What needs to be done »
In full and without change, repeat the records shown below.
*** Begin section ***
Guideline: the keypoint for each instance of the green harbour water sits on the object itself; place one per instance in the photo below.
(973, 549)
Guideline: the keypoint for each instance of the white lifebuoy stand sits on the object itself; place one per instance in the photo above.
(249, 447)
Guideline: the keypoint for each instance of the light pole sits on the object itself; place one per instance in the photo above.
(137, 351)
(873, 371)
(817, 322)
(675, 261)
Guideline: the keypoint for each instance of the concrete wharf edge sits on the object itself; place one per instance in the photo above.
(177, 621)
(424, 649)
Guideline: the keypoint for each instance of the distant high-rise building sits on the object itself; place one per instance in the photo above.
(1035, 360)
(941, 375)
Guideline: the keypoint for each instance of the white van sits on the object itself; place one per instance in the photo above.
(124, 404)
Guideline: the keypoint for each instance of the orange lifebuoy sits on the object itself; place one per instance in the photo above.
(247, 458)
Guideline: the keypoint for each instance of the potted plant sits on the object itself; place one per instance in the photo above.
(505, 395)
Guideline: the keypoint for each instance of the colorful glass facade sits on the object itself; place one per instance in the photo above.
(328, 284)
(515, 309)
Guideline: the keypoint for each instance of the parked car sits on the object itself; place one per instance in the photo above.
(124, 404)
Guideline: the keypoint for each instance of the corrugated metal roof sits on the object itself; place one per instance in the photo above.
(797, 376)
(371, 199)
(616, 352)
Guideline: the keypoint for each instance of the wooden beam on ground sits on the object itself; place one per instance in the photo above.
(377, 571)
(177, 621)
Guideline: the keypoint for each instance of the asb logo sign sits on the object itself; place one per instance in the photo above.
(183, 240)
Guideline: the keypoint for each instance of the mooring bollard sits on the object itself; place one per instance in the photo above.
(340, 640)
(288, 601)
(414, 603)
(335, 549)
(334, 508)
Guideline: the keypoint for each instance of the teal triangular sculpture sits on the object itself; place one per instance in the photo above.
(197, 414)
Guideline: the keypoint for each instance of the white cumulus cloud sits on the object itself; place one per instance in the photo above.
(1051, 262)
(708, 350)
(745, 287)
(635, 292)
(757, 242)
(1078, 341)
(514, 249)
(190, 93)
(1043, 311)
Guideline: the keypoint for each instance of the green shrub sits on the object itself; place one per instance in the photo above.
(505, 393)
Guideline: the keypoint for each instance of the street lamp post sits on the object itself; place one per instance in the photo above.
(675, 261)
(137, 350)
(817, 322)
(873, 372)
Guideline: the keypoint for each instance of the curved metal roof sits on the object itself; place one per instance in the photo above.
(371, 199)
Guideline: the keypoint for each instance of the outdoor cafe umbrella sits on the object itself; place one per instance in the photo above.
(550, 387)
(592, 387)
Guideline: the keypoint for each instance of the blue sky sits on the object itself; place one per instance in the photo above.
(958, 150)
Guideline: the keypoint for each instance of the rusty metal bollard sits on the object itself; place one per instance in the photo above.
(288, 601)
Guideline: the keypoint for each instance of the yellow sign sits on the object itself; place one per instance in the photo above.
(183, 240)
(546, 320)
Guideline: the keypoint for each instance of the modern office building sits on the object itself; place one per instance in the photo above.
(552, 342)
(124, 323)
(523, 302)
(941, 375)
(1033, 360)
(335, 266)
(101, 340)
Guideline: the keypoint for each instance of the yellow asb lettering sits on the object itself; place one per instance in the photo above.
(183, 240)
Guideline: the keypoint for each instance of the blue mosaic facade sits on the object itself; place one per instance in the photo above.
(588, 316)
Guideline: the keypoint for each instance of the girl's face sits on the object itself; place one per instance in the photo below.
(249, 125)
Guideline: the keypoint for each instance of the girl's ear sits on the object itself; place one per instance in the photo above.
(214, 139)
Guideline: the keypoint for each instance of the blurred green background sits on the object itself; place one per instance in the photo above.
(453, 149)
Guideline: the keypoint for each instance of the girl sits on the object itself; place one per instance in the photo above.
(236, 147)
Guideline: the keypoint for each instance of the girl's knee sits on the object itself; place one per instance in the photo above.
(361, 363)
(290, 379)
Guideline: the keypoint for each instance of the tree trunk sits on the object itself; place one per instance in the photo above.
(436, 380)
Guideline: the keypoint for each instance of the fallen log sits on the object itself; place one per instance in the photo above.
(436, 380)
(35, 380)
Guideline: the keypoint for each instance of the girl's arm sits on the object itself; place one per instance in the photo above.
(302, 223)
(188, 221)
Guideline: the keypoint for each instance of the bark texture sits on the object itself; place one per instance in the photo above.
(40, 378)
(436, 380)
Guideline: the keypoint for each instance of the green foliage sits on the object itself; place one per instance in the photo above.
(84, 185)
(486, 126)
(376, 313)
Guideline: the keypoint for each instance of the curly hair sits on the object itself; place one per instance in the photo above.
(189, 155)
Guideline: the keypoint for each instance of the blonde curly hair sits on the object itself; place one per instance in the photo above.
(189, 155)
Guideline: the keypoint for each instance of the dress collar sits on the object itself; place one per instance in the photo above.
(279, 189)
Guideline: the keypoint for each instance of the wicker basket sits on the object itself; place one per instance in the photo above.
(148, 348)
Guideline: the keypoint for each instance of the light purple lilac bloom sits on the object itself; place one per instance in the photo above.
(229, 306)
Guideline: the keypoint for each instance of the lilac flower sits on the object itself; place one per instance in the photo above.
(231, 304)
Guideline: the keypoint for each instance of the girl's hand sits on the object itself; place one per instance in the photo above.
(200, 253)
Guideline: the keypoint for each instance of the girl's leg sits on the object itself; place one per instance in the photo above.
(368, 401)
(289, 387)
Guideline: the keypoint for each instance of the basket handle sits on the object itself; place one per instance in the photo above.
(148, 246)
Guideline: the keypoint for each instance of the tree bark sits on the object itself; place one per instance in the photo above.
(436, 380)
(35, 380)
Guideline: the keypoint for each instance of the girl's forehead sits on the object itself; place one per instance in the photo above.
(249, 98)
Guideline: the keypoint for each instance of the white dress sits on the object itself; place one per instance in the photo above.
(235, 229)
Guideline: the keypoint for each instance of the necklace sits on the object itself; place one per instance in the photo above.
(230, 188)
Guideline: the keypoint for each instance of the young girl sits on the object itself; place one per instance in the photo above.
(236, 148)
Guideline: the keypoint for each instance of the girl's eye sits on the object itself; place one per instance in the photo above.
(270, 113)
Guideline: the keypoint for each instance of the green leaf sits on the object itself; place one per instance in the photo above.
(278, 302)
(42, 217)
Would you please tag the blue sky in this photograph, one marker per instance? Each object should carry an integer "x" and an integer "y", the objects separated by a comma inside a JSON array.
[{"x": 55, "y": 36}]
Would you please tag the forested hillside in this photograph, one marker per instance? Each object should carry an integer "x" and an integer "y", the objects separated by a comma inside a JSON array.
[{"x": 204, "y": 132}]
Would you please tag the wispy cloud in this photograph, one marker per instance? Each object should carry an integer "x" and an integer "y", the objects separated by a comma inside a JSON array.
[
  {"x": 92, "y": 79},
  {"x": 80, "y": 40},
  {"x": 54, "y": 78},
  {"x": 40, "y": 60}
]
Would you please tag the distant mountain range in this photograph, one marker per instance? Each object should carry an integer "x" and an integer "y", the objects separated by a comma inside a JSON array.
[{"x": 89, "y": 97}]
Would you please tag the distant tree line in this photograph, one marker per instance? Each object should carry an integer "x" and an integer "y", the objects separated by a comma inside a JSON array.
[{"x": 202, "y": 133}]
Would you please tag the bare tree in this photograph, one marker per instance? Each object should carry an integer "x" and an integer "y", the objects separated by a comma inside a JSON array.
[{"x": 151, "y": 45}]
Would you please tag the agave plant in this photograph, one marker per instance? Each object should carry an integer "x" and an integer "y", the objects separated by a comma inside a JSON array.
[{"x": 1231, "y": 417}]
*** End section ***
Result of the task »
Guideline: the keypoint for each instance of the green harbour water sits on the object itself; place one per instance in the photo below.
(973, 549)
Guideline: the keypoint for each instance of the white lifebuoy stand sits on the object itself; place one per instance in the photo above.
(249, 447)
Guideline: the keypoint for each instance of the light pole sits on the object itself; place one per instance in the photo above.
(137, 351)
(873, 371)
(817, 322)
(675, 261)
Guideline: the keypoint for each instance of the concrete wharf edge sits on the object itself; place one per instance in the photo above.
(177, 621)
(424, 649)
Guideline: the keypoint for each instance of the distant high-rise building sits on the object itself; place one per instance in the photo above.
(1035, 360)
(941, 375)
Guideline: the keypoint for each instance of the white van sits on the object itself; place one per instance in the photo above.
(124, 404)
Guideline: the keypoint for each instance of the orange lifebuoy sits on the object itself; place one per instance in the photo above.
(247, 458)
Guideline: the keypoint for each instance of the potted plant sits on the object itself; place one per instance in the photo above.
(505, 395)
Guideline: the keypoint for each instance of the colorful glass facade sits on the object itself; place one per instance in the photo above.
(328, 284)
(515, 309)
Guideline: the keypoint for each instance of the parked car sits on the object itself; place one per instance in the photo above.
(124, 404)
Guideline: the keypoint for each instance of the corrugated metal roof sits on the object itself; place one per instance in the photo above.
(797, 376)
(371, 199)
(616, 352)
Guideline: the keypoint for each instance of the wooden beam on ground sits on the object itself; place one per instance in the photo above.
(377, 571)
(177, 621)
Guideline: the keypoint for each instance of the asb logo sign sits on the object itself; place one per instance in the photo above.
(183, 240)
Guideline: the keypoint for each instance of the mooring bollard sits on the object itself; place one per instance in the photo above.
(340, 640)
(288, 601)
(414, 603)
(335, 549)
(334, 508)
Guideline: the keypoint for each instance of the teal triangular sculpture sits on the object itself; place one per instance in the photo above.
(197, 414)
Guideline: the keypoint for each instance of the white cumulus cloud sits on the object itself; place one per instance in the photo above.
(1051, 262)
(708, 350)
(745, 287)
(635, 292)
(757, 242)
(1078, 341)
(514, 249)
(190, 93)
(1043, 311)
Guideline: the keypoint for each instance of the green shrub sits on the object itself; place one per instance in the photo above.
(505, 393)
Guideline: the keypoint for each instance of the street lamp post sits on the object itself; place one per instance in the photo above.
(675, 261)
(137, 350)
(817, 322)
(873, 372)
Guideline: the keypoint for each instance of the curved metal roof sits on the object itself; place one per instance in the photo above.
(371, 199)
Guideline: the keypoint for each instance of the outdoor cafe umbrella sits on the object itself; place one per instance in the photo above.
(550, 387)
(592, 387)
Guideline: the keypoint for each instance of the blue sky sits on the object itself; place one per instance in the photo above.
(958, 150)
Guideline: the keypoint for each instance of the rusty metal bollard sits on the object itself; place one per instance in the photo above.
(288, 601)
Guideline: the keypoint for each instance of the yellow sign sits on the object itself; place one per instance in the photo above.
(183, 240)
(546, 320)
Guideline: the keypoint for each instance of the modern office building sits on the object itself; place one per instance in the photo above.
(552, 342)
(124, 323)
(523, 302)
(941, 375)
(1033, 360)
(335, 266)
(101, 340)
Guideline: the keypoint for each instance of the yellow asb lettering sits on the object itself; place one per instance in the photo above.
(183, 240)
Guideline: the keypoint for each instance of the blue mosaic facade sits on the object itself; place one per instance in the photo above.
(588, 316)
Guideline: the keypoint for each instance of the girl's face sits on the object itself; place one per instance in the photo below.
(249, 125)
Guideline: the keypoint for each instance of the girl's ear sits on the object itself; place one per instance in the photo above.
(214, 139)
Guideline: the keypoint for each instance of the blurred green background sits on the object itself; place one per instance in the photo above.
(453, 149)
Guideline: the keypoint for each instance of the girl sits on the object itself; place one per instance in the photo above.
(236, 147)
Guideline: the keypoint for each instance of the girl's knee sits on the object itself; place one per instance in the photo above.
(361, 363)
(290, 379)
Guideline: the keypoint for each instance of the tree trunk sits on the object itself; place one per instance in the photo above.
(436, 380)
Guideline: the keypoint for each instance of the fallen log sits on the object itself; place one per instance in the photo above.
(436, 380)
(35, 380)
Guideline: the keypoint for each instance of the girl's arm sits on the object itself; place one per instance in the photo above.
(302, 223)
(188, 221)
Guideline: the keypoint for each instance of the bark texture sits on the object itself; place one per instance in the photo above.
(40, 378)
(436, 380)
Guideline: the keypoint for each instance of the green foliage sits on the object itself; place one per instance in the photo above.
(84, 185)
(486, 126)
(376, 313)
Guideline: the keypoint for each instance of the curly hair sits on the object itself; place one per instance in the photo above.
(189, 155)
Guideline: the keypoint for each instance of the blonde curly hair sits on the object itself; place one per instance in the photo above.
(189, 155)
Guideline: the keypoint for each instance of the dress collar sits on the object itself; place one per instance in the photo above.
(279, 189)
Guideline: the keypoint for each instance of the wicker basket sits on the object itself; place one per instance in the photo above.
(148, 348)
Guideline: the keypoint for each instance of the light purple lilac bloom sits on the object itself; place one per instance in the photo above.
(229, 306)
Guideline: the keypoint for each instance of the lilac flower sits on the object itself; place one per instance in the photo above.
(231, 304)
Guideline: the keypoint for each instance of the girl's hand sits on the object itself; place one per instance in the photo above.
(200, 253)
Guideline: the keypoint for each instance of the girl's leg sits on the object itself; place one per instance in the photo above.
(368, 401)
(289, 387)
Guideline: the keypoint for each instance of the basket handle sits on the object itself; place one per instance in the photo above.
(148, 246)
Guideline: the keypoint for each instance of the tree bark sits on the object itself; place one per instance in the photo above.
(436, 380)
(35, 380)
Guideline: the keypoint for each instance of the girl's forehead sits on the object itself; place one per instance in the photo above.
(249, 98)
Guideline: the keypoint for each instance of the white dress sits on the object itself; place one per instance in the photo above.
(235, 229)
Guideline: the keypoint for each instance of the necklace sits on the object itself; place one per instance in the photo above.
(230, 188)
Guideline: the keypoint for each instance of the young girl sits on the object itself; place one per instance in the photo above.
(236, 148)
Guideline: the keypoint for each instance of the girl's eye sits on the object itself; place one per instance in the photo above.
(270, 113)
Guideline: the keypoint for each instance of the green leaf sits on the object itself; place one per instance in the photo above.
(278, 302)
(42, 217)
Would you please tag the blue sky in this photograph, one marker per instance? Each object should carry an integer "x" and an integer "y", the objects separated by a comma inside a JSON array.
[{"x": 55, "y": 36}]
Would you please tag the forested hillside in this photograph, one marker per instance? Each object should carry an integer "x" and an integer "y", the objects separated by a comma inside a JSON array.
[{"x": 204, "y": 132}]
Would you please tag the wispy cloud in this photograph, one marker per instance? Each object should carry an integer "x" and an integer "y", the objects separated by a comma inside a JSON array.
[
  {"x": 92, "y": 79},
  {"x": 80, "y": 40},
  {"x": 54, "y": 78},
  {"x": 40, "y": 60}
]
Would you please tag the distant mountain range in this photograph, one marker per instance? Each object should carry an integer "x" and an integer "y", the objects separated by a comma inside a JSON array.
[{"x": 89, "y": 97}]
Would you please tag the distant tree line in this photograph, one marker per instance? Each object should carry an integer "x" and an integer "y", the objects separated by a comma inside a JSON array.
[{"x": 202, "y": 133}]
Would you please tag the bare tree in this photograph, one marker per instance? Each object should carry an integer "x" and an integer "y", the objects separated by a comma inside a JSON array.
[{"x": 151, "y": 45}]
Would you please tag the agave plant in this photograph, one marker per instance? Each object should carry an integer "x" and an integer "y", the objects separated by a comma inside a JSON array.
[{"x": 1231, "y": 417}]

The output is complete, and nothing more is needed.